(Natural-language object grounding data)
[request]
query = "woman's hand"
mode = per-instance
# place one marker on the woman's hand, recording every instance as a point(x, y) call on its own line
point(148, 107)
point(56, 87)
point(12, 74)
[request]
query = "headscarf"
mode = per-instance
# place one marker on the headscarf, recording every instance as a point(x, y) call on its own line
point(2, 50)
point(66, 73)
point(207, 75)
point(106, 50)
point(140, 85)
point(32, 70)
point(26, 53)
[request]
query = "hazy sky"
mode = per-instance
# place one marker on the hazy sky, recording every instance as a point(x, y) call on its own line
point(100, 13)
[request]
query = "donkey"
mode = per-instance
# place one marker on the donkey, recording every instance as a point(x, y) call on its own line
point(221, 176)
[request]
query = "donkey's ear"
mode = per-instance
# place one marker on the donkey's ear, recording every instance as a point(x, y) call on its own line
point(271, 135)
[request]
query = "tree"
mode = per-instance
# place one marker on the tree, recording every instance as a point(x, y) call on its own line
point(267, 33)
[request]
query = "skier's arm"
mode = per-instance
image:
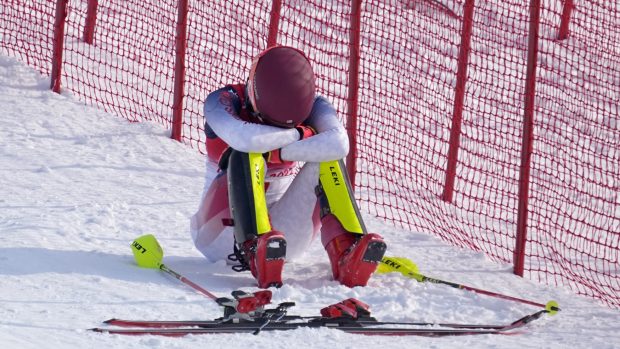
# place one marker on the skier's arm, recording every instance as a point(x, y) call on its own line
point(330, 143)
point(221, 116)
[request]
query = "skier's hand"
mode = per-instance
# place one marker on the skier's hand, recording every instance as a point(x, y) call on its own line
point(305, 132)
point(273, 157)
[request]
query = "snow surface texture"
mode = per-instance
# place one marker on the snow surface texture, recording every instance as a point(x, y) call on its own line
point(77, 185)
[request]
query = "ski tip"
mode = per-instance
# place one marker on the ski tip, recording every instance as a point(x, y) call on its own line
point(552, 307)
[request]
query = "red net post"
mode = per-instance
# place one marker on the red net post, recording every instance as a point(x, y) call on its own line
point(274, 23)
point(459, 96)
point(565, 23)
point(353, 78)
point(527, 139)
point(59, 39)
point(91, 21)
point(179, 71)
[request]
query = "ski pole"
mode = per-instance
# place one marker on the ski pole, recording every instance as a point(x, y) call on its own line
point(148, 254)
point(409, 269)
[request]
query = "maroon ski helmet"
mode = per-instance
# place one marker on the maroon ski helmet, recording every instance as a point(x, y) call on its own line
--
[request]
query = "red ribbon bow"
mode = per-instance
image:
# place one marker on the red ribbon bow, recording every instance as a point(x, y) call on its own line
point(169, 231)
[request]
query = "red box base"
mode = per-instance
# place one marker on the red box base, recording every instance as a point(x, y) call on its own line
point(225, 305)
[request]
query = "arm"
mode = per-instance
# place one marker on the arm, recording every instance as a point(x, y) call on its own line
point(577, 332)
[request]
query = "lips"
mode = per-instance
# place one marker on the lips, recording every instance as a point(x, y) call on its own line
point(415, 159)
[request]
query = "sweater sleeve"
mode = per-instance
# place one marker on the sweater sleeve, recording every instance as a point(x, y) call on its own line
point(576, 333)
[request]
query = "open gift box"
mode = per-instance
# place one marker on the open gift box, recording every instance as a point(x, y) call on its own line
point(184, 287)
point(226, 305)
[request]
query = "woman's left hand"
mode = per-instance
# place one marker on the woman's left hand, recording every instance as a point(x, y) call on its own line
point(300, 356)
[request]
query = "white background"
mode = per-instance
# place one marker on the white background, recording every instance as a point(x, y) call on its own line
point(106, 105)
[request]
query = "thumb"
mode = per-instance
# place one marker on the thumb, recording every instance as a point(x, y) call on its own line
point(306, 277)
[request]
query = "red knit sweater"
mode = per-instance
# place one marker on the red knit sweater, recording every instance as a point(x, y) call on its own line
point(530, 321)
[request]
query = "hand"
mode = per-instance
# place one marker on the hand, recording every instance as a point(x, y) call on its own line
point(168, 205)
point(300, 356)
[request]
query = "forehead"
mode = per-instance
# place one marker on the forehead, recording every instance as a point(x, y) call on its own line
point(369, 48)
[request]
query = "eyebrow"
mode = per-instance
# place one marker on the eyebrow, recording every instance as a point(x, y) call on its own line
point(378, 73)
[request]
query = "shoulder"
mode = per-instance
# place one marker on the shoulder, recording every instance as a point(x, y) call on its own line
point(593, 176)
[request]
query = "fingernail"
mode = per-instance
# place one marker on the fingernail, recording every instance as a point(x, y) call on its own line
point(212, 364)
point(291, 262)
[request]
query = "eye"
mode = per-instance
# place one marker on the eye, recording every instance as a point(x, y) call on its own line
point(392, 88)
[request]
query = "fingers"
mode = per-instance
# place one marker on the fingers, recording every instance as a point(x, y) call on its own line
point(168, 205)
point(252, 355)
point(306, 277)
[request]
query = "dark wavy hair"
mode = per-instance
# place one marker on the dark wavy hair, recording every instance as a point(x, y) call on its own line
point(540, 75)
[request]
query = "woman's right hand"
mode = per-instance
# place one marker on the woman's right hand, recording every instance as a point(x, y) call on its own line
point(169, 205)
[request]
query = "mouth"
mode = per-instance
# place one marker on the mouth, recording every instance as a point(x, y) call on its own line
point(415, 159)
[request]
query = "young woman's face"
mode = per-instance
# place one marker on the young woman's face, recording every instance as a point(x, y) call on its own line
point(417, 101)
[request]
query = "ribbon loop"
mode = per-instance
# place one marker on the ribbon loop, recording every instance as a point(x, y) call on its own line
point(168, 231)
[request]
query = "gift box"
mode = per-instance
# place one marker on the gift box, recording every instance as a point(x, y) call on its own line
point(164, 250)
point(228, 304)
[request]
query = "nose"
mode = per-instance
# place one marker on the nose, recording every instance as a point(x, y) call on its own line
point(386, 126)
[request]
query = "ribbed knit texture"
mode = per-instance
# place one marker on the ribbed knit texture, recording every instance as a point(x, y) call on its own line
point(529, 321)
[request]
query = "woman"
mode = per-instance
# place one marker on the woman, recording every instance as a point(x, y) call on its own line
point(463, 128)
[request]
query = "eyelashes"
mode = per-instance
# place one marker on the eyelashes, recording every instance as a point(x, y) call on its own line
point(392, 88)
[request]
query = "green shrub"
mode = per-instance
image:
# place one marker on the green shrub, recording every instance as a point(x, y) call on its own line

* **PROBLEM DETAILS**
Copy out every line from the data above in which the word "shrub" occurs.

* **ANSWER BELOW**
query = "green shrub"
# place one marker on the green shrub, recording every instance as a point(x, y) call on its own line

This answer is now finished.